= Enunciado del problema =
Según el artículo, ¿qué tres pensadores estudia Rüdiger Safranski en su libro sobre la verdad?

━━━━━ Artículo ━━━━━

Image: ¿Cuánta verdad necesita el hombre?

Image: ¿Cuánta verdad necesita el hombre?

Letras

¿Cuánta verdad necesita el hombre?

Rüdiger Safranski examina los caminos de Rousseau, Kleist y Nietzsche para enfrentarse a una de las cuestiones fundamentales de la filosofía occidental

7 junio, 2013 02:00

Rüdiger Safranski. Foto: David Sirvent

¿Qué es la verdad? ¿Es posible alcanzar el verdadero conocimiento? ¿Existe siquiera el conocimiento? Estas preguntas sentaron la base de la filosofía, de la necesidad de creer en verdades concretas. Rüdiger Safranski explora en '¿Cuánta verdad necesita el hombre?' (Tusquets) cómo pensadores como Rousseau, Kleist y Nietzsche se enfrentaron a estas cuestiones y a la conciencia humana de ser un sujeto escindido, separado de sí mismo y de la naturaleza. Desde los comienzos, con Sócrates y San Agustín, Safranski nos conduce a la época de los totalitarismos y nos alerta del peligro de que el anhelo metafísico enturbie la vida política.

A continuación pueden leer las primeras páginas de '¿Cuánta verdad necesita el hombre?'.

━━━━━ Material de trabajo ━━━━━

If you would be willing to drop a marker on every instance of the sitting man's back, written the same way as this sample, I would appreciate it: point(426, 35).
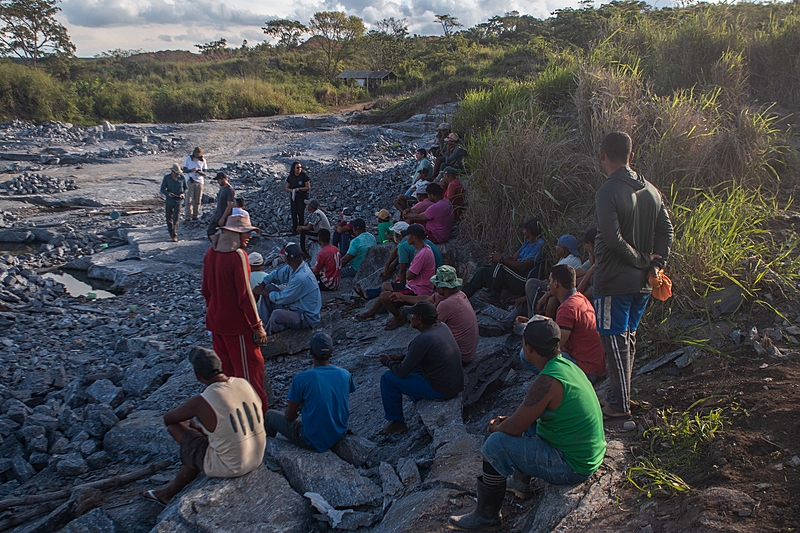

━━━━━

= Respuesta =
Rousseau, Kleist y Nietzsche.